### Extracted text
· · · · · · ·
Adults: The overall color gradually changes from a pinkish-brown or reddish-brown to more of a yellowish-brown hue as the grasshopper reaches sexual maturity. The adults bear fully developed wings with large dark brown spots on a lighter background. Adults are distinctly different in appearance from the immature stages (nymphs). The length of the male is 39 to 45 mm, whereas the female is 42 to 55 mm long.

Figure 2. Adult American grasshopper, Schistocerca americana (Drury). Photograph by John L. Capinera, University of Florida.

Eggs: The female American grasshopper deposits her eggs in the soil about 2 to 3 cm below the surface by pushing her ovipositor down into the substrate. The grasshoppers prefer areas with some ground cover to deposit their egg clusters. The egg cluster generally consists of 60 to 80 eggs that are secured together by a frothy polymer-like substance that the female secretes. Females may lay up to three egg pods. The eggs are 7 to 8 mm in length and are light orange in color.

Figure 3. Adult female American grassshopper (top), Schistocerca americana (Drury), ovipositing eggs (bottom). Photograph by John L. Capinera, University of Florida.

Nymphs: The nymphs hatch three to four weeks after the eggs are deposited and must work their way to the surface. The nymphs go through five or six instars before reaching adulthood. Initially the nymphs remain aggregated in small groups, moving from plant to plant and feeding gregariously. As they grow older they become less aggregated.

Figure 4. Aggregation of newly hatched first instars of American grasshopper, Schistocerca americana (Drury), resting on blades of grass. Photograph by John L. Capinera, University of Florida.

Six instars are normal, but if grasshopper densities are low only five instars will be completed. If there is a high density of nymphs, the latter instars will be more yellow, orange and black; at low densities, nymphs may be mostly green.

Figure 5. Comparison of American grasshopper, Schistocerca americana (Drury), nymphs raised under solitary conditions (green insect) and in a group (orange and black insect). During periods of outbreak, the grasshoppers transition from the green to the orange and black condition. Photograph by John L. Capinera, University of Florida.
· · · · · · ·
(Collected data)

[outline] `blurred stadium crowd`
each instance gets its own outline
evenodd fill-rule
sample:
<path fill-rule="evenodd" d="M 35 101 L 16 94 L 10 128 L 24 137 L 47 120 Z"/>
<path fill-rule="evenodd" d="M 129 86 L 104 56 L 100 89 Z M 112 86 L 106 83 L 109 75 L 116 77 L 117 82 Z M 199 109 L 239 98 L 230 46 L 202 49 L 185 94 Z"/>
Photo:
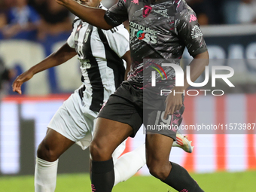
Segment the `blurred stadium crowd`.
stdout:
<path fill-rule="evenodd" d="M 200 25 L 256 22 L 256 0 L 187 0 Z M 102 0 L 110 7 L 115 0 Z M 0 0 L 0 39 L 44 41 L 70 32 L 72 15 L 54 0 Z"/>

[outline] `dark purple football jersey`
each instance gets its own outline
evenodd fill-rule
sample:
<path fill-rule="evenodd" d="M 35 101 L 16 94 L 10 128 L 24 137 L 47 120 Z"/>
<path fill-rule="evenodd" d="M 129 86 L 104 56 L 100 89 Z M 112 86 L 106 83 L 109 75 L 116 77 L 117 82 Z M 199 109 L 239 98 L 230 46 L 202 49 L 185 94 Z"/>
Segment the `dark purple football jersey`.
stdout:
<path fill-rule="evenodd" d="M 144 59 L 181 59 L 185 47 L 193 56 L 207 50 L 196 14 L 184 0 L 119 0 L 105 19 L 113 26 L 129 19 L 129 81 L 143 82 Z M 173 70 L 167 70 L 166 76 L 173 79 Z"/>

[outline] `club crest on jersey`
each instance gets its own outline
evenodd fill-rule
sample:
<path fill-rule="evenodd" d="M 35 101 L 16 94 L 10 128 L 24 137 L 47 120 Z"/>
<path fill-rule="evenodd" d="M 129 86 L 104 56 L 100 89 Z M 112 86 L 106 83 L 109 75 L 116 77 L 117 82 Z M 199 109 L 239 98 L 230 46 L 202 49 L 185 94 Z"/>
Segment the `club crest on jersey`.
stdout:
· · · · · · ·
### Complete the following
1/ According to the passage on the American grasshopper, how many eggs does an egg cluster generally contain?
2/ Write a continuation of the passage on the American grasshopper, picking up after its final sentence.
These rows stand apart from the passage on the American grasshopper and form separate material.

### Results for the exercise
1/ An egg cluster generally consists of 60 to 80 eggs.

2/
The developmental stages of the wings (from no wing, to a wing pad, to more developed wing pads, and finally fully formed wings) is the easiest identifier for determining the instars.

The first instars are pale green with a black mid-dorsal stripe running the length of the body. The first instar is 6 to 9 mm in length and has 13 antennal segments. Wing pads appear in the second instar as well as the addition of four more antennal segments; this instar is usually 12 to 16 mm long.

Figure 6. First instar nymph of the American grasshopper, Schistocerca americana (Drury). Photograph by Lyle J. Buss, University of Florida.

Figure 7. Second instar nymph of the American grasshopper, Schistocerca Americana (Drury). Photograph by Lyle J. Buss, University of Florida.

The third instars are 16 to 20 mm long, have 21 to 22 antennal segments and wing pads with a triangular shape.

Figure 8. Third instar nymph of the American grasshopper, Schistocerca americana (Drury). Photograph by Lyle J. Buss, University of Florida.

In the fourth instar, which is 20 to 26 mm long, wing venation becomes present in the wing pads and the antennae have 22 to 24 segments.

Figure 9. Fourth instar nymph of the American grasshopper, Schistocerca americana (Drury). Photograph by Lyle J. Buss, University of Florida.

In the fifth instar the orientation of the wing pads changes from ventral to posterior. This means that the wings now point horizontally, instead of vertically, toward the ground. The fifth instar has a length of 27 to 35 mm and 24 to 25 antennal segments.

Figure 10. Fifth instar nymph of the American grasshopper, Schistocerca americana (Drury). Photograph by Lyle J. Buss, University of Florida.

The sixth instar is 32 to 45 mm in length and has 25 to 26 antennal segments. The wings extend back to cover several abdominal segments.

Figure 11. Sixth instar nymph of the American grasshopper, Schistocerca americana (Drury). Photograph by Lyle J. Buss, University of Florida.

Life Cycle (Back to Top)

The American grasshopper has two generations per year. It overwinters in the adult stage, unlike most grasshoppers, which pass the winter in the egg stage. Thus, American grasshoppers are present throughout the year in Florida. The principal hatching periods are from February to May, and again from August to September, but the generations may overlap.

Damage (Back to Top)

The American grasshopper can cause injury to citrus, corn, cotton, oats, peanuts, rye, sugarcane, tobacco and vegetables. This species receives attention in Florida due to its defoliation of young citrus trees. The plants are damaged by the grasshopper gnawing on the leaves, and young vegetable plants can be eaten to the ground. Most of the feeding damage is caused by the third, fourth, and fifth instars. Those three stages have a much larger appetite than the adults. Aside from commercial crops, the American grasshopper also shows a preference for several species of grasses: bahiagrass, bermudagrass, crabgrass, nutgrass and woodsgrass. It also feeds on dogwood, hickory and palm trees.

Figure 12. Feeding damage to a young citrus tree caused by the American grasshopper, Schistocerca americana (Drury). Photograph by John L. Capinera, University of Florida.

Figure 13. Fronds on palm tree almost completely defoliated by American grasshopper, Schistocerca americana (Drury), during grasshopper outbreak in Dade City, Florida. Photograph by John L. Capinera, University of Florida.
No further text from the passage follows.